Take the data below and filter it for lines containing the word "column"; show each line found.

**DATA TO EXAMINE**
=== Begin Enclosure ===
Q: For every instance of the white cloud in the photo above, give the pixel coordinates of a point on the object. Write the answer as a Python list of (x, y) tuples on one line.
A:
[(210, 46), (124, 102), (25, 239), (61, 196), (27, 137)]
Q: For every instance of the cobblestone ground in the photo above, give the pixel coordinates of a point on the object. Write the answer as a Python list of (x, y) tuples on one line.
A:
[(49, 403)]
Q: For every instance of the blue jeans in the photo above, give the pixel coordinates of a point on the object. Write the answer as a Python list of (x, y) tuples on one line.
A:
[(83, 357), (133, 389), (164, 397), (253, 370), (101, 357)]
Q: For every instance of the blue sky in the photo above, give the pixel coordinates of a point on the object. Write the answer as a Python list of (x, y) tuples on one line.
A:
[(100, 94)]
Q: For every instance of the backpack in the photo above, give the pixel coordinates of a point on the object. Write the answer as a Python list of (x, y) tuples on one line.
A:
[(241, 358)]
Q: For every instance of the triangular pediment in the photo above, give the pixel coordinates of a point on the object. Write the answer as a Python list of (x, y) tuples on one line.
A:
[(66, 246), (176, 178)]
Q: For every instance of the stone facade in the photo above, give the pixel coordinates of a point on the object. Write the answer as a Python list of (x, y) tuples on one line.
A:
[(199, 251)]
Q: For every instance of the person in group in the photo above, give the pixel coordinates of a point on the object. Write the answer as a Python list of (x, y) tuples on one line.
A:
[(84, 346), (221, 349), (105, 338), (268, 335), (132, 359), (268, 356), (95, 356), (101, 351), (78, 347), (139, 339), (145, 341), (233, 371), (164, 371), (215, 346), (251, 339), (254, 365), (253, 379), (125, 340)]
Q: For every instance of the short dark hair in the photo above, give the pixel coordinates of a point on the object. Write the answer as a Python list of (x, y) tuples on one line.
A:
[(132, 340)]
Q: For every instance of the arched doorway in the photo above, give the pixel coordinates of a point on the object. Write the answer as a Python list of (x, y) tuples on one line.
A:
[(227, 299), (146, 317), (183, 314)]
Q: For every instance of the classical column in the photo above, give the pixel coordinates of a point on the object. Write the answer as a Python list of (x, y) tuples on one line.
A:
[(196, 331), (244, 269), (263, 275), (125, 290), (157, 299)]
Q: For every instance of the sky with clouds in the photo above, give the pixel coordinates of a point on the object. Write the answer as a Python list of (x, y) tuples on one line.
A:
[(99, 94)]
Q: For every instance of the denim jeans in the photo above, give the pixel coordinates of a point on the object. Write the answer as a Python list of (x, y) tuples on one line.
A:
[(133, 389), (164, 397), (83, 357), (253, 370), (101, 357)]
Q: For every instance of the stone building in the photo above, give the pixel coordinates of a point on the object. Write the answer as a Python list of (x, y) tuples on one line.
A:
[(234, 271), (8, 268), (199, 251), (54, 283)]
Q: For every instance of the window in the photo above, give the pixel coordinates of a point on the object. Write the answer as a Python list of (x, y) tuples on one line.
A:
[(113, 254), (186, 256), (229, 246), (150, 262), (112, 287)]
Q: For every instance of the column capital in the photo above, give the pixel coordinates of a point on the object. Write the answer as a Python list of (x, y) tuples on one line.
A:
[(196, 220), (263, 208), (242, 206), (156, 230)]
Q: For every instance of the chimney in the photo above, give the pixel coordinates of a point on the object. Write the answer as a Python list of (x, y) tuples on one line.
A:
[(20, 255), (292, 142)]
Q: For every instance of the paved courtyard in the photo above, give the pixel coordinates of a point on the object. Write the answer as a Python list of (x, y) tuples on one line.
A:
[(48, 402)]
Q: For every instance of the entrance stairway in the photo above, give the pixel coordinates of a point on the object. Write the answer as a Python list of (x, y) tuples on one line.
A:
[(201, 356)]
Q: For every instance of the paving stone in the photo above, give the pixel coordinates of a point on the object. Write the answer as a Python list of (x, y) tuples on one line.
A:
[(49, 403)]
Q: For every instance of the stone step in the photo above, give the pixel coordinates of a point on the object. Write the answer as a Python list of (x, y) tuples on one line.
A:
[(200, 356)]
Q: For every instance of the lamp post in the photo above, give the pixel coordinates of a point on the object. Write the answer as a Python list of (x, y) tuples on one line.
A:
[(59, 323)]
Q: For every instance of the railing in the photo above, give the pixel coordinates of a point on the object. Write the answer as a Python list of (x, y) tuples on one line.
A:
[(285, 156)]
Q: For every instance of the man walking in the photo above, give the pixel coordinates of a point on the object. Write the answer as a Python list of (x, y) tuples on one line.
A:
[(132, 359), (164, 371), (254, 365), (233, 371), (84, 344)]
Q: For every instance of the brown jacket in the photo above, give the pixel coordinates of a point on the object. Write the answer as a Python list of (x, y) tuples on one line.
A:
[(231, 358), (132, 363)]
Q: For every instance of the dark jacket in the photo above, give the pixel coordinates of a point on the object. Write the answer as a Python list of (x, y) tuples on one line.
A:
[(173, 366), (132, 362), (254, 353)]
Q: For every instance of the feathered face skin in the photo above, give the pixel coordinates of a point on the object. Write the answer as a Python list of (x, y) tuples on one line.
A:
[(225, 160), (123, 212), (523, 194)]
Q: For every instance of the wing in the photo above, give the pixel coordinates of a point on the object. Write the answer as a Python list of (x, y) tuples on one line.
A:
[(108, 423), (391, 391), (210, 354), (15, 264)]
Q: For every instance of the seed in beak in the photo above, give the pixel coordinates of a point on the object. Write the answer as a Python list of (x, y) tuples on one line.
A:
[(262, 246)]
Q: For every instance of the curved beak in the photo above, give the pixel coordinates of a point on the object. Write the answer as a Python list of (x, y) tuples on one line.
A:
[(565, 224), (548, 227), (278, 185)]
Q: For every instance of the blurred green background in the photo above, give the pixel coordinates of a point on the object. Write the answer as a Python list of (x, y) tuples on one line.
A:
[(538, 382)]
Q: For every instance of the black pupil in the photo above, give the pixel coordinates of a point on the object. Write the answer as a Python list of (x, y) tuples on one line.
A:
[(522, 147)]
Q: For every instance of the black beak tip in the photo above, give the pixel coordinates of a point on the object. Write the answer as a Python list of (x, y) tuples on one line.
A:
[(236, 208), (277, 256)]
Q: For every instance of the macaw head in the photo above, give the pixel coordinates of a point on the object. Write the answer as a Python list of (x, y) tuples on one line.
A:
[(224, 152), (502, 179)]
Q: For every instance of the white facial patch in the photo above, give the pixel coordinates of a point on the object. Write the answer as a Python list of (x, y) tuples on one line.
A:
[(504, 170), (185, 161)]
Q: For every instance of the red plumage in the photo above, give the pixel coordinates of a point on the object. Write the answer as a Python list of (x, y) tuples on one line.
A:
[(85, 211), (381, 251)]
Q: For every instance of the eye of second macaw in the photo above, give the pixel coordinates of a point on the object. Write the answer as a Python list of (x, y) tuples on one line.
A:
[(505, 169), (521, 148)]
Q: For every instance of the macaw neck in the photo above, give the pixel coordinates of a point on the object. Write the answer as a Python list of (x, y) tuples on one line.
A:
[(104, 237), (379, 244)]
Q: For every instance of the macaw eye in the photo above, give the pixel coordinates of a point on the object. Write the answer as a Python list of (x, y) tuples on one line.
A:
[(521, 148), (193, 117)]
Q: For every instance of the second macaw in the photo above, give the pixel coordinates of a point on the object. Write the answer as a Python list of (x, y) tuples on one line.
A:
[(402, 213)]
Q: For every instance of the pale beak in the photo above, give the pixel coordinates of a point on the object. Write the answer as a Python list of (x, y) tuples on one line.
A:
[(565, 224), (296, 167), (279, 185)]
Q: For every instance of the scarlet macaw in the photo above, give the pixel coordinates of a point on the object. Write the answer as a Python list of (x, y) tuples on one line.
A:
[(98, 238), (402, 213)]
=== End Enclosure ===
**REPLY**
Q: For every instance of the classical column in the photo above, give the pixel coordinates of a point on the object. Write the answer as a Python list of (x, y) tuples on one line.
Q: For every instance of the column capital in the photo above, give the pixel coordinates of a point on the object. Write the answer as a Python list of (x, y) tuples on one line.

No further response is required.